PROBLEM REQUIREMENTS -
Reproduce only the lines below that run from the one containing "Security camera analysis — pinpoint the horizontal" through the last line, inclusive, replacing "pinpoint" with "locate" and keeping everything else the same.

---------- EXTRACTED RECORDS

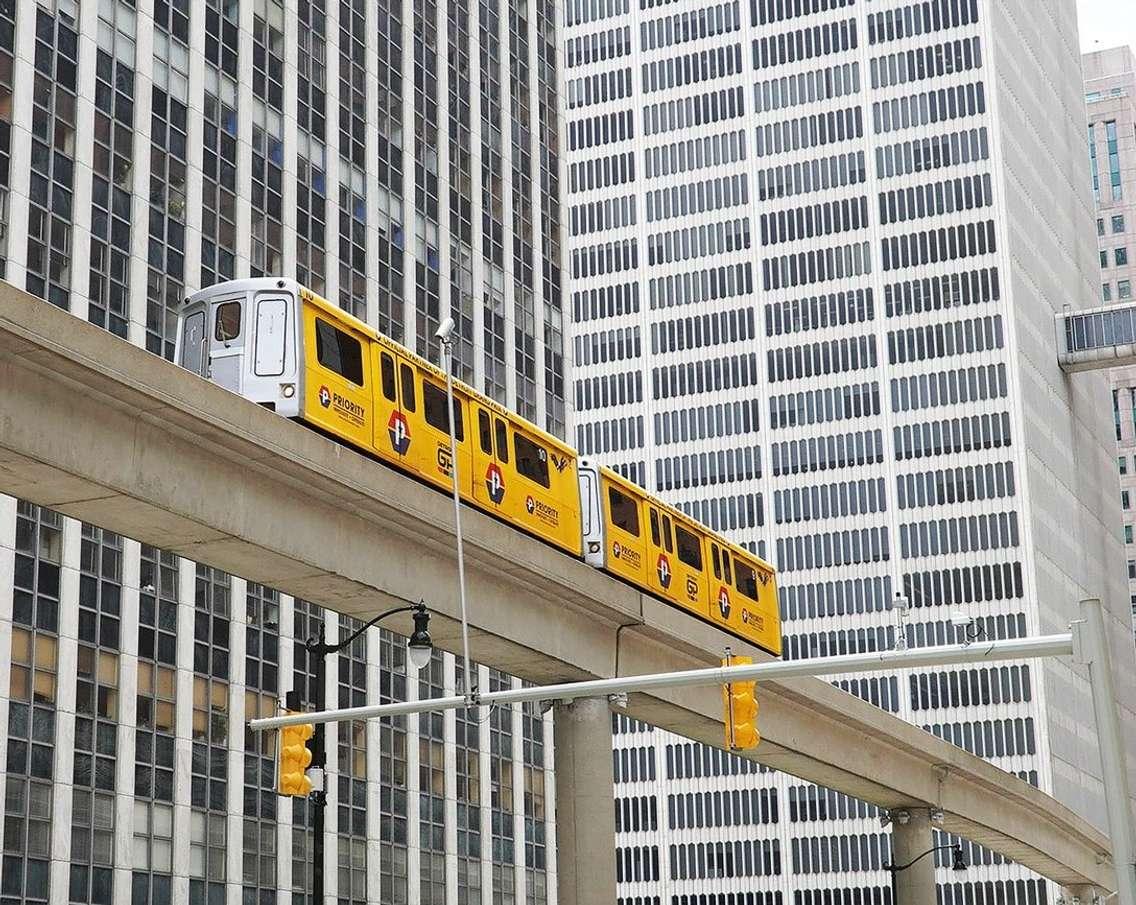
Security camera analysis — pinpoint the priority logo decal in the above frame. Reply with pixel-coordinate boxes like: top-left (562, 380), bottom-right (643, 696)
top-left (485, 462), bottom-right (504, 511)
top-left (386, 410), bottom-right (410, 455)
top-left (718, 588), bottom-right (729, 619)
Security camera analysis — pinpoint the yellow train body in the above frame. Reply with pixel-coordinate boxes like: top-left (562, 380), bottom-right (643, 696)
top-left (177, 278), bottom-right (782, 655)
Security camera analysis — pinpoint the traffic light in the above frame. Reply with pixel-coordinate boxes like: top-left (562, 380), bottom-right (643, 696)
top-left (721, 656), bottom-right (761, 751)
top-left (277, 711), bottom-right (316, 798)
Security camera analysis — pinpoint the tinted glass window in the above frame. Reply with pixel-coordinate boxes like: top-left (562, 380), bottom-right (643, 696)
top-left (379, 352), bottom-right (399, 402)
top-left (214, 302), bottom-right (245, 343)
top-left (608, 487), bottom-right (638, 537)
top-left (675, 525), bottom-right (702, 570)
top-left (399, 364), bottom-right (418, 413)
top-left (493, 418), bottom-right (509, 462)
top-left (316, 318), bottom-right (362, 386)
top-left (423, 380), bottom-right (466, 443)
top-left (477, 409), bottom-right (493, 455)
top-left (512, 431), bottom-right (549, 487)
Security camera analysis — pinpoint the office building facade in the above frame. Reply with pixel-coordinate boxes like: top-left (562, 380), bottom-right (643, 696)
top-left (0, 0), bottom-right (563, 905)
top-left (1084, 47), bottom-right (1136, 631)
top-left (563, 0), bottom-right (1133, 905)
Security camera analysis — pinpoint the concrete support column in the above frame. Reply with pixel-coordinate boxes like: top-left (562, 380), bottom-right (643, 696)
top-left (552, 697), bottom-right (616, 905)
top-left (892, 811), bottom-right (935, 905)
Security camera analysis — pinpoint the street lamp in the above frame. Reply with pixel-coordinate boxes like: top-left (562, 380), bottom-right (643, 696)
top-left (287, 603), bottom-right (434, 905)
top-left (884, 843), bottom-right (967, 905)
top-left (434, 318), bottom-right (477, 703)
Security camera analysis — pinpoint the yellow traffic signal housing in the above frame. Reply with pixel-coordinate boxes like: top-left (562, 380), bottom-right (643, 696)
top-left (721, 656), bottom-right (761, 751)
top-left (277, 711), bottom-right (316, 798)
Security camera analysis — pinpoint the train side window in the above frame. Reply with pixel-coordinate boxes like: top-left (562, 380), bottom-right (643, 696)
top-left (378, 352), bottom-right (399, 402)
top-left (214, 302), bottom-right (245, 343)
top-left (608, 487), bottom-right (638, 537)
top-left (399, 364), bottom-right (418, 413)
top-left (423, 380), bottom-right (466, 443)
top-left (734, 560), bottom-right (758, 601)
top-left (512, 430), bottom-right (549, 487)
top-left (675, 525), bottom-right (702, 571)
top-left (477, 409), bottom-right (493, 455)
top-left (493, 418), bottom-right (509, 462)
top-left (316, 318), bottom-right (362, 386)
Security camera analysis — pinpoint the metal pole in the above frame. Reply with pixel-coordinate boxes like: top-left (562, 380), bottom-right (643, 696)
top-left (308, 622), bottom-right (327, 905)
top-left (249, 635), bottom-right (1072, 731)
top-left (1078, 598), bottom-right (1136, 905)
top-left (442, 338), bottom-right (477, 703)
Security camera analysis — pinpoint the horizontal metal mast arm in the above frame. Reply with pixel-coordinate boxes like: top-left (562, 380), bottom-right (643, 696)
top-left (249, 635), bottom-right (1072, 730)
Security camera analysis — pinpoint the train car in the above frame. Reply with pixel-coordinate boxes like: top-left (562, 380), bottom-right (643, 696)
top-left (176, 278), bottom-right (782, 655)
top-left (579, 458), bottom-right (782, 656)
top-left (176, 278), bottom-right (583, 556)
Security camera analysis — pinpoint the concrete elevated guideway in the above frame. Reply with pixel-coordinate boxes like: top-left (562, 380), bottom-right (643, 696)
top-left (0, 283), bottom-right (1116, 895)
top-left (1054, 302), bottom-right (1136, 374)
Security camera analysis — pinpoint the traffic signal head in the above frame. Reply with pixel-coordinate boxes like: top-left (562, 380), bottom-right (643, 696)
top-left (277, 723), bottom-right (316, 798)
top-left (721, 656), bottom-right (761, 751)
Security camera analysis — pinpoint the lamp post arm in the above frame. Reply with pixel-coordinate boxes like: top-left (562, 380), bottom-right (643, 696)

--------------------

SOLUTION TO THE PROBLEM -
Security camera analysis — locate the horizontal metal mast arm in the above frame. Reply with pixel-coordinate boxes like: top-left (562, 380), bottom-right (643, 696)
top-left (249, 635), bottom-right (1072, 730)
Security camera analysis — locate the train car in the above frame. Reply with pixel-coordinate boxes like: top-left (562, 380), bottom-right (643, 696)
top-left (176, 278), bottom-right (782, 655)
top-left (579, 458), bottom-right (782, 656)
top-left (176, 278), bottom-right (583, 556)
Security camera analysis — locate the concrete elevated guideway in the above frame. Reply with pixel-coordinate boxes like: top-left (562, 380), bottom-right (643, 696)
top-left (0, 283), bottom-right (1116, 895)
top-left (1054, 302), bottom-right (1136, 374)
Security camera analysis — locate the traffic signal head in the above frame. Reply with pixel-coordinate boxes like: top-left (562, 380), bottom-right (643, 696)
top-left (277, 723), bottom-right (316, 798)
top-left (721, 656), bottom-right (761, 751)
Security camera analysis — locate the lamp post arm in the above frame. Reply with pixel-coordinate boxes like: top-left (562, 380), bottom-right (643, 696)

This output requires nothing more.